------ Material shown ------
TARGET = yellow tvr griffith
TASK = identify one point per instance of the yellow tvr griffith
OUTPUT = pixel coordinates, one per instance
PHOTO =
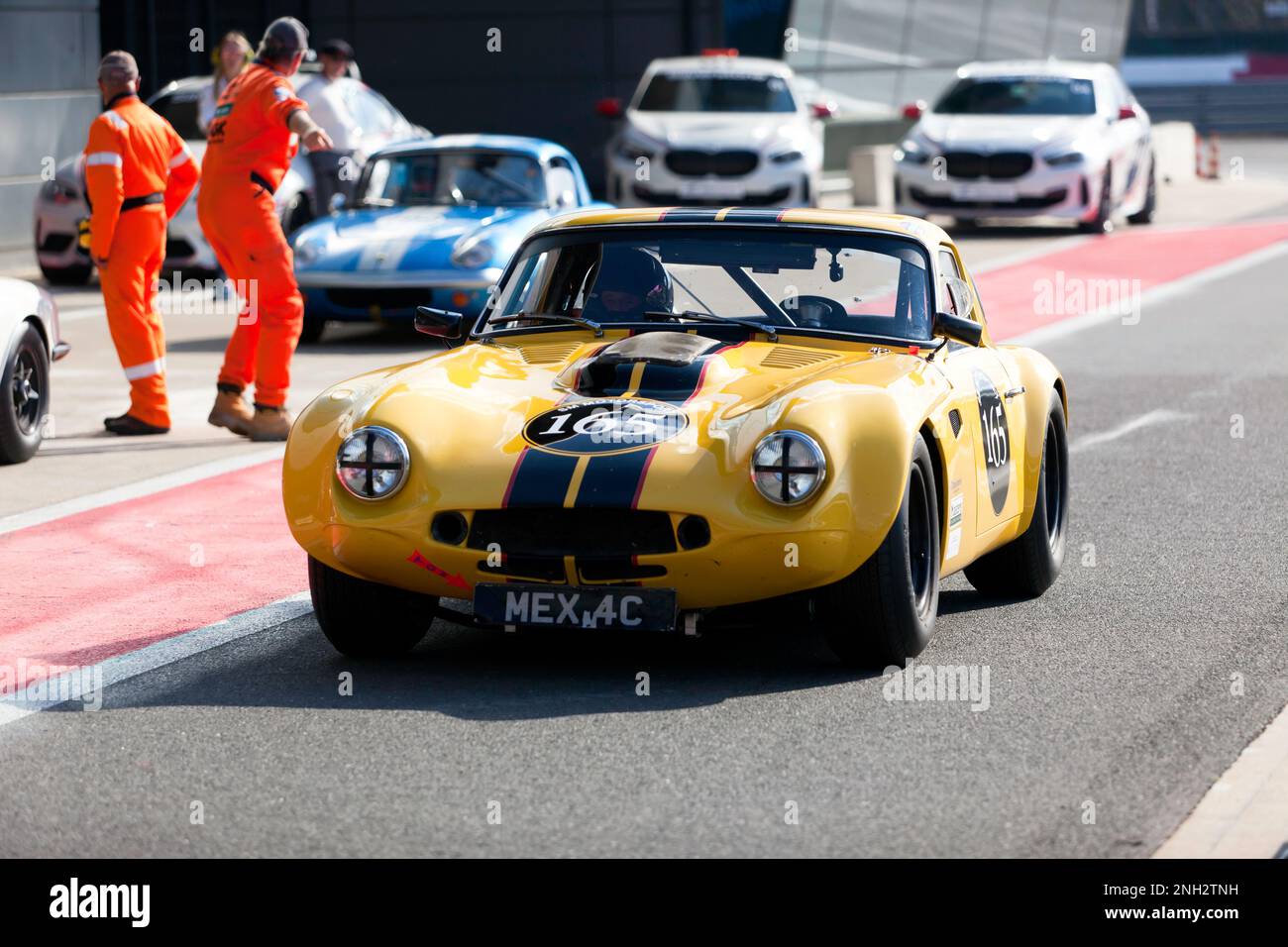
(662, 414)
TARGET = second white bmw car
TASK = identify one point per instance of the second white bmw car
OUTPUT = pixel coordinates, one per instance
(716, 129)
(1030, 140)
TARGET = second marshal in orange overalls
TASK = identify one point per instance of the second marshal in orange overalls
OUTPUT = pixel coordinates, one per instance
(249, 150)
(138, 172)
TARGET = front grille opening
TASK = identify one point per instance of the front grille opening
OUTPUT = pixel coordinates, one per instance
(1000, 166)
(724, 163)
(449, 527)
(585, 532)
(954, 418)
(694, 532)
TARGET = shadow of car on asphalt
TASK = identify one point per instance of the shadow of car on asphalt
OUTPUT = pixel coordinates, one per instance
(490, 676)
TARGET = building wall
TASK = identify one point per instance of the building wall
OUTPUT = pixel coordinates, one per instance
(48, 97)
(880, 54)
(432, 60)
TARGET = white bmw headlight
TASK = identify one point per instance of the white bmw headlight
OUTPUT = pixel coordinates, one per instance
(787, 467)
(473, 253)
(373, 463)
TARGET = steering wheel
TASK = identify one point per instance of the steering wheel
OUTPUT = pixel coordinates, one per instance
(815, 312)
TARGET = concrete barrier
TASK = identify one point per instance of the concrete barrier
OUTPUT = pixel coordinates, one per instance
(1173, 151)
(872, 175)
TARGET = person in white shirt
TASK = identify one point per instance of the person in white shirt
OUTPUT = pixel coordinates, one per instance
(329, 99)
(230, 58)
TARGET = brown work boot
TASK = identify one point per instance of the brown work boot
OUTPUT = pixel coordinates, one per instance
(269, 424)
(231, 411)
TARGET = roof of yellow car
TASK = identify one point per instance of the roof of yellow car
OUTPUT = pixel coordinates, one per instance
(866, 219)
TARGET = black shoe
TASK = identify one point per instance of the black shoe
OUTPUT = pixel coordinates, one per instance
(127, 425)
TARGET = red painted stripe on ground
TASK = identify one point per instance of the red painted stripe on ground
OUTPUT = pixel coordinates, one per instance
(1065, 283)
(111, 579)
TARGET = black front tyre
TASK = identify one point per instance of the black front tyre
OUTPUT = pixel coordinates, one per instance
(884, 613)
(1028, 565)
(310, 334)
(25, 384)
(75, 274)
(1104, 219)
(365, 618)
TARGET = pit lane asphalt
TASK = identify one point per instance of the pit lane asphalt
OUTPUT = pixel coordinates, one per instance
(1115, 686)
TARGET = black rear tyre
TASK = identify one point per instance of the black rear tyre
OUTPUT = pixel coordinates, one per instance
(1028, 565)
(884, 613)
(25, 392)
(1146, 213)
(365, 618)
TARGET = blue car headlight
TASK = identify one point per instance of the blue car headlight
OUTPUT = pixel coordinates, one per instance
(308, 250)
(473, 253)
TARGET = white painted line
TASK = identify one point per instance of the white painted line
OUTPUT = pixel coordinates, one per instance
(1031, 253)
(80, 684)
(1153, 296)
(81, 313)
(1157, 416)
(1244, 814)
(132, 491)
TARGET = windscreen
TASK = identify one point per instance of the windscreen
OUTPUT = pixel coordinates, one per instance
(1046, 95)
(452, 178)
(716, 93)
(791, 279)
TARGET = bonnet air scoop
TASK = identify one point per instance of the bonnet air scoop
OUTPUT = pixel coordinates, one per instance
(657, 348)
(669, 360)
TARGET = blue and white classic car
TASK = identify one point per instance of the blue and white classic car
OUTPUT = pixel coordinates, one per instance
(432, 223)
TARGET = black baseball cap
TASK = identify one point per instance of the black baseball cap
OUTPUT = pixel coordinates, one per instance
(284, 37)
(336, 48)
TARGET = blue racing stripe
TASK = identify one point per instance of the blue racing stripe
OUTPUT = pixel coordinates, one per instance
(541, 479)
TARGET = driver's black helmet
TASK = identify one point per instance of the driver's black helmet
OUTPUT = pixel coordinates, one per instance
(631, 270)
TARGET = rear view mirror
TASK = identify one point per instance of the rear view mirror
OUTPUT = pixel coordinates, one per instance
(609, 107)
(958, 329)
(438, 322)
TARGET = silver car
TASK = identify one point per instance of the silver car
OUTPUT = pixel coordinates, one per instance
(1030, 140)
(30, 341)
(60, 202)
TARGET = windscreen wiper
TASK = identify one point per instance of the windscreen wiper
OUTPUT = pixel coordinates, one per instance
(552, 317)
(709, 317)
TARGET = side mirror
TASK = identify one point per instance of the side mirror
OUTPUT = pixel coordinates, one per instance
(438, 322)
(960, 329)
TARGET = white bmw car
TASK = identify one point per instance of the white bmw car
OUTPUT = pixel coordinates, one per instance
(716, 129)
(1030, 140)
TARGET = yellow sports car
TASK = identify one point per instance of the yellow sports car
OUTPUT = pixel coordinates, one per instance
(666, 412)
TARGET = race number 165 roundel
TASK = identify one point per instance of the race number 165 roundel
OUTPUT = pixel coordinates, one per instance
(997, 440)
(604, 425)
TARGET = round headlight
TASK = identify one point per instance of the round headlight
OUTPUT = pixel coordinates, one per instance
(787, 467)
(373, 463)
(473, 253)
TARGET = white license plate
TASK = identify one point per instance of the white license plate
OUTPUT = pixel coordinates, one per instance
(711, 191)
(984, 191)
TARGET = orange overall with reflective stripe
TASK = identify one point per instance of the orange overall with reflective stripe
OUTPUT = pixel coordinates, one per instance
(248, 154)
(138, 172)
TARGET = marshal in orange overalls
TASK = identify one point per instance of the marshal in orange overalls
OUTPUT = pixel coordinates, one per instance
(138, 172)
(249, 151)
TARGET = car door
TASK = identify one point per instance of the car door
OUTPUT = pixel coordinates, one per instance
(987, 398)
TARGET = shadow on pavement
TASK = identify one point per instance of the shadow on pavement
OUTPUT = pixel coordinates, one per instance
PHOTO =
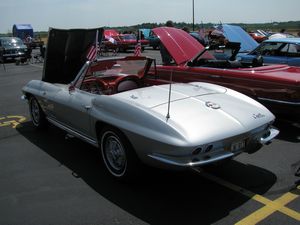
(289, 130)
(158, 197)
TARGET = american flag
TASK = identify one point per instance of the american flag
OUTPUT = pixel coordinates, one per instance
(202, 31)
(92, 53)
(138, 49)
(93, 50)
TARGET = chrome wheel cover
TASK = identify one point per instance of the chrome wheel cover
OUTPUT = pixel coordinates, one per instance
(113, 153)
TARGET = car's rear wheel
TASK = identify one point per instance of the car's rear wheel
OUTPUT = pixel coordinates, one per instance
(118, 155)
(37, 115)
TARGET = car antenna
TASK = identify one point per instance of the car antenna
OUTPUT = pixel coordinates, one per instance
(169, 100)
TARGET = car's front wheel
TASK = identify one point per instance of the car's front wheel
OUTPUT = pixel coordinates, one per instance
(37, 115)
(118, 155)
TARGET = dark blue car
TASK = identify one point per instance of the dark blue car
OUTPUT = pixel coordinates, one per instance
(276, 51)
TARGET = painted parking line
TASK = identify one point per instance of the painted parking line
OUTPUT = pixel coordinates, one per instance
(12, 121)
(270, 206)
(36, 65)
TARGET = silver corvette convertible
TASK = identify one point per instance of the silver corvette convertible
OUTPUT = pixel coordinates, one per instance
(119, 106)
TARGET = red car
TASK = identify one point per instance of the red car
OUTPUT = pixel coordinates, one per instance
(258, 37)
(129, 41)
(276, 86)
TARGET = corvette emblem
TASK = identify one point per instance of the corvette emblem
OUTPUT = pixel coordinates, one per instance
(212, 105)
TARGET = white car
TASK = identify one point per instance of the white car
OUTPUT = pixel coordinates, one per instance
(119, 106)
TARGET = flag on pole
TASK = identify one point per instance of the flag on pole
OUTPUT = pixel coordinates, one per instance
(93, 50)
(138, 49)
(202, 31)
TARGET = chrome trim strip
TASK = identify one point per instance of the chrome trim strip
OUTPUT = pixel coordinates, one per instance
(279, 101)
(192, 164)
(72, 132)
(273, 133)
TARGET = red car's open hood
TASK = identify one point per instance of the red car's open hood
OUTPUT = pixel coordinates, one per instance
(181, 46)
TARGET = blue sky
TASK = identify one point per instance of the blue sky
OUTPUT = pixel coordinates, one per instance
(42, 14)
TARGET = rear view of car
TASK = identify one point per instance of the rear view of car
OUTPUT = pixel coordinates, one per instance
(12, 48)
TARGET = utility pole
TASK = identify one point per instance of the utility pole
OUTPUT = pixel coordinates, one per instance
(193, 15)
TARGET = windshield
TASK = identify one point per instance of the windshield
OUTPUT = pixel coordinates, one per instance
(118, 67)
(11, 42)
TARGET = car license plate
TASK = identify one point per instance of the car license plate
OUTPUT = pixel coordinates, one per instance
(237, 146)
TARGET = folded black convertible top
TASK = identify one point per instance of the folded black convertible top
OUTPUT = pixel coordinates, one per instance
(66, 53)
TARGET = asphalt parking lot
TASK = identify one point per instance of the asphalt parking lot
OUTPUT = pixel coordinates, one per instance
(48, 179)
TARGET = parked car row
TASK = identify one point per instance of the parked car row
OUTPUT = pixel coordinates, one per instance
(134, 113)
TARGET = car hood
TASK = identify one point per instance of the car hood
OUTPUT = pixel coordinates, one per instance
(219, 113)
(181, 46)
(66, 53)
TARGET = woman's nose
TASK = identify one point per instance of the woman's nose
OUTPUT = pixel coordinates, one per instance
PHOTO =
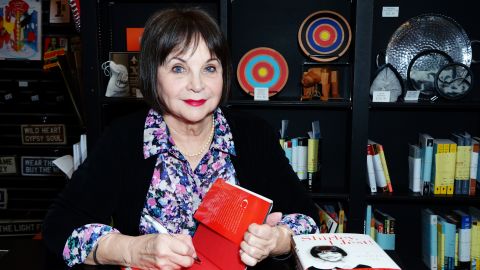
(196, 82)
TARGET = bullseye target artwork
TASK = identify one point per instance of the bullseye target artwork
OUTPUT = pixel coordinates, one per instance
(324, 36)
(262, 67)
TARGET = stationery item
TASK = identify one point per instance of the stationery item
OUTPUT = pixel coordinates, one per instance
(161, 229)
(414, 168)
(340, 251)
(262, 67)
(295, 154)
(324, 36)
(224, 216)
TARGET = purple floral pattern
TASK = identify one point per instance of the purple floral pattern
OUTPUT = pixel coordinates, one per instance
(176, 190)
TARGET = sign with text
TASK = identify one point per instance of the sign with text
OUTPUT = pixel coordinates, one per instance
(44, 134)
(20, 227)
(3, 198)
(8, 165)
(39, 166)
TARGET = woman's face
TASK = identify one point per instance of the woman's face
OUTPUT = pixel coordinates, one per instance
(191, 83)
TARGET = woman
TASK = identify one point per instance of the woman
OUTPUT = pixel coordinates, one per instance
(188, 142)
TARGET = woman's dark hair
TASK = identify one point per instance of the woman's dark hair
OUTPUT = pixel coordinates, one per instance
(321, 249)
(175, 29)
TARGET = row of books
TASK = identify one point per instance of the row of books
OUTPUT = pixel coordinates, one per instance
(451, 239)
(378, 175)
(381, 227)
(444, 166)
(332, 218)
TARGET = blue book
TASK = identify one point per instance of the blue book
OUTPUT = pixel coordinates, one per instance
(429, 238)
(464, 237)
(449, 230)
(426, 145)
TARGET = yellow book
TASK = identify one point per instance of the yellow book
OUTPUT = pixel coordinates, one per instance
(444, 165)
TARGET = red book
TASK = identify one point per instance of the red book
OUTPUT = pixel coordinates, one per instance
(224, 216)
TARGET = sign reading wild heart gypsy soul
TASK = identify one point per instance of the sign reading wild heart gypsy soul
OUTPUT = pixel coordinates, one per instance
(39, 166)
(44, 134)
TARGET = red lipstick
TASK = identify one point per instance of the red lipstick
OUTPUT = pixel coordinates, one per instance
(195, 102)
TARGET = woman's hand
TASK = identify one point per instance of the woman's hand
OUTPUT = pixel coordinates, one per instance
(261, 241)
(151, 251)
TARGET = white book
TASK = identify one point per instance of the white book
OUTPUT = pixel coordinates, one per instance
(371, 174)
(340, 250)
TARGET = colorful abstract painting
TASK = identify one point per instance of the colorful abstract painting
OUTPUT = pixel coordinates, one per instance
(20, 29)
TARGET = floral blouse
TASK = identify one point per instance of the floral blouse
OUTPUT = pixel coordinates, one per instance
(176, 190)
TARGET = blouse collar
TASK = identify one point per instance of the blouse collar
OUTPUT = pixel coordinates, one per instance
(157, 140)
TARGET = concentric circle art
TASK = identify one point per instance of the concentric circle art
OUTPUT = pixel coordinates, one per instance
(324, 36)
(262, 67)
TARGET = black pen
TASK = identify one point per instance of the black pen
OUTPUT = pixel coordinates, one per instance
(160, 229)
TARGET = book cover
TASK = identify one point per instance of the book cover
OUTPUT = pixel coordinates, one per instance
(426, 145)
(429, 238)
(340, 251)
(224, 216)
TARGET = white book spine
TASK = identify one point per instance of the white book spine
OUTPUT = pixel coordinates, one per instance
(379, 174)
(415, 169)
(371, 174)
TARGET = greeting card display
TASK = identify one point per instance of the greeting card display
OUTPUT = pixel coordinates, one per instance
(262, 68)
(20, 29)
(324, 36)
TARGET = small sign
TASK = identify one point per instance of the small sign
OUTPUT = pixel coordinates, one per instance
(390, 12)
(44, 134)
(19, 227)
(381, 96)
(39, 166)
(412, 96)
(8, 165)
(3, 198)
(260, 93)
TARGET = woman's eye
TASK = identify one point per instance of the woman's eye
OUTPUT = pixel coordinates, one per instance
(178, 69)
(210, 69)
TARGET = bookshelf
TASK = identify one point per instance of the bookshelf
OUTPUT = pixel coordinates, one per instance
(346, 124)
(30, 95)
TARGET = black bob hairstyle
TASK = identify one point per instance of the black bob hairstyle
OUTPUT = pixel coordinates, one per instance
(173, 30)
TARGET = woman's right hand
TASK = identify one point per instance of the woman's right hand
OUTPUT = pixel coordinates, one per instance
(161, 251)
(151, 251)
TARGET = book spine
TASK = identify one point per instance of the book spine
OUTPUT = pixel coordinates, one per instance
(370, 169)
(383, 160)
(379, 174)
(473, 168)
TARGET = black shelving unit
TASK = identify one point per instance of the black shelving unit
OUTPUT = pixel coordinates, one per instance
(346, 124)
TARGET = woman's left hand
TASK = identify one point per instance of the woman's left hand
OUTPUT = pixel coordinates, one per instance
(261, 241)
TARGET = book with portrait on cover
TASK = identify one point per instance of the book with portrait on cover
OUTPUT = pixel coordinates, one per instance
(340, 251)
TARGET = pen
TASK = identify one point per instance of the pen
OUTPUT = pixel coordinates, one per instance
(161, 229)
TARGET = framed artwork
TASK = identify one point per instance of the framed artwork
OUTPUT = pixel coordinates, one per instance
(59, 11)
(20, 29)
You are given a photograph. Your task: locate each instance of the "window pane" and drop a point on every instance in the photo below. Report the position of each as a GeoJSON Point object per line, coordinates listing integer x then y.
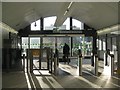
{"type": "Point", "coordinates": [66, 25]}
{"type": "Point", "coordinates": [77, 25]}
{"type": "Point", "coordinates": [60, 43]}
{"type": "Point", "coordinates": [35, 25]}
{"type": "Point", "coordinates": [24, 42]}
{"type": "Point", "coordinates": [49, 23]}
{"type": "Point", "coordinates": [34, 42]}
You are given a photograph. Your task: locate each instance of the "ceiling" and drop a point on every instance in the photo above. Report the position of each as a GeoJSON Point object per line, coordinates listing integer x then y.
{"type": "Point", "coordinates": [97, 15]}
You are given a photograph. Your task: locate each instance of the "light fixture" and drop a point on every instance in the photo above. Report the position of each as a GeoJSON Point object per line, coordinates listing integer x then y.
{"type": "Point", "coordinates": [68, 8]}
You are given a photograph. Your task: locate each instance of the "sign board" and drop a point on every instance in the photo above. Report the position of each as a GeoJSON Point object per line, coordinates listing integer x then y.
{"type": "Point", "coordinates": [35, 52]}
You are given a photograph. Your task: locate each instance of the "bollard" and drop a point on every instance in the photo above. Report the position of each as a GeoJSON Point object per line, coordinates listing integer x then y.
{"type": "Point", "coordinates": [96, 65]}
{"type": "Point", "coordinates": [55, 65]}
{"type": "Point", "coordinates": [112, 65]}
{"type": "Point", "coordinates": [80, 65]}
{"type": "Point", "coordinates": [31, 63]}
{"type": "Point", "coordinates": [80, 62]}
{"type": "Point", "coordinates": [23, 62]}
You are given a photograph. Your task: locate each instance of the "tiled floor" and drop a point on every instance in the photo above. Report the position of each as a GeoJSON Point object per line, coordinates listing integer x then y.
{"type": "Point", "coordinates": [66, 77]}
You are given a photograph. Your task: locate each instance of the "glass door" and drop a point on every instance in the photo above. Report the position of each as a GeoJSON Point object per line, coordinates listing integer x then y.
{"type": "Point", "coordinates": [35, 44]}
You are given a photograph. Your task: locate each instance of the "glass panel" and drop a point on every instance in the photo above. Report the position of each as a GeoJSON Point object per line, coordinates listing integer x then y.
{"type": "Point", "coordinates": [49, 42]}
{"type": "Point", "coordinates": [24, 42]}
{"type": "Point", "coordinates": [44, 59]}
{"type": "Point", "coordinates": [35, 25]}
{"type": "Point", "coordinates": [77, 25]}
{"type": "Point", "coordinates": [88, 45]}
{"type": "Point", "coordinates": [77, 44]}
{"type": "Point", "coordinates": [114, 46]}
{"type": "Point", "coordinates": [49, 22]}
{"type": "Point", "coordinates": [66, 25]}
{"type": "Point", "coordinates": [109, 43]}
{"type": "Point", "coordinates": [34, 42]}
{"type": "Point", "coordinates": [100, 44]}
{"type": "Point", "coordinates": [60, 43]}
{"type": "Point", "coordinates": [104, 45]}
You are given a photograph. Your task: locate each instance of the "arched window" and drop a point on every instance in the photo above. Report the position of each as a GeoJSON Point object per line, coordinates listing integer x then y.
{"type": "Point", "coordinates": [49, 22]}
{"type": "Point", "coordinates": [35, 25]}
{"type": "Point", "coordinates": [77, 25]}
{"type": "Point", "coordinates": [66, 25]}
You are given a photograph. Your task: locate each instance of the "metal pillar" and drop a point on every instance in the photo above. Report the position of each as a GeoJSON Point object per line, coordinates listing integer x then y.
{"type": "Point", "coordinates": [96, 65]}
{"type": "Point", "coordinates": [23, 62]}
{"type": "Point", "coordinates": [112, 65]}
{"type": "Point", "coordinates": [80, 62]}
{"type": "Point", "coordinates": [80, 65]}
{"type": "Point", "coordinates": [31, 63]}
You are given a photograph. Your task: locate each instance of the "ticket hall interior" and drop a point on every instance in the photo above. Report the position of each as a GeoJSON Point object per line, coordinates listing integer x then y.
{"type": "Point", "coordinates": [33, 37]}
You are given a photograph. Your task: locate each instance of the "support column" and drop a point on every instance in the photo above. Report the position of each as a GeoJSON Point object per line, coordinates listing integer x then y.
{"type": "Point", "coordinates": [71, 37]}
{"type": "Point", "coordinates": [94, 47]}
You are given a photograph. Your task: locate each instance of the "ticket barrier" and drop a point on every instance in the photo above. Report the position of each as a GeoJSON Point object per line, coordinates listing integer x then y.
{"type": "Point", "coordinates": [96, 64]}
{"type": "Point", "coordinates": [108, 64]}
{"type": "Point", "coordinates": [80, 62]}
{"type": "Point", "coordinates": [54, 63]}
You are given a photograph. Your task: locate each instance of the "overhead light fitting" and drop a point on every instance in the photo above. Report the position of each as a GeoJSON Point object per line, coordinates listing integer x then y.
{"type": "Point", "coordinates": [68, 8]}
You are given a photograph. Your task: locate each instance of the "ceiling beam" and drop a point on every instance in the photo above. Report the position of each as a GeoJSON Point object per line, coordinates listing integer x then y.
{"type": "Point", "coordinates": [65, 12]}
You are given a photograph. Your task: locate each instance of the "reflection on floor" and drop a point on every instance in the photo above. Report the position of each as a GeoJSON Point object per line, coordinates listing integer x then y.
{"type": "Point", "coordinates": [66, 77]}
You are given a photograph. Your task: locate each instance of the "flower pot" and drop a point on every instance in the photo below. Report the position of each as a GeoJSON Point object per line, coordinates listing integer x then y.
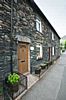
{"type": "Point", "coordinates": [13, 87]}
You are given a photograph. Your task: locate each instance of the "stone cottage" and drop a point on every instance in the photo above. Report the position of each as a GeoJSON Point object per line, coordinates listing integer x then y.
{"type": "Point", "coordinates": [36, 40]}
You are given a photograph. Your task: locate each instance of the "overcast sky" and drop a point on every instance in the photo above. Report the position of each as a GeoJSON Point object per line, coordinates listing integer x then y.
{"type": "Point", "coordinates": [55, 11]}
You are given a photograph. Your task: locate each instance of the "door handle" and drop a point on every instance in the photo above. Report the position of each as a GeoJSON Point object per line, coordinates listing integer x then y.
{"type": "Point", "coordinates": [23, 61]}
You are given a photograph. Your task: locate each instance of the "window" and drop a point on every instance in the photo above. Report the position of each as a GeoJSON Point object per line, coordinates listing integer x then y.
{"type": "Point", "coordinates": [53, 50]}
{"type": "Point", "coordinates": [38, 25]}
{"type": "Point", "coordinates": [52, 36]}
{"type": "Point", "coordinates": [39, 51]}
------
If a line in the entries above contains "colorful", report it.

### Response below
TARGET = colorful abstract painting
TASK = identify one point per instance of the colorful abstract painting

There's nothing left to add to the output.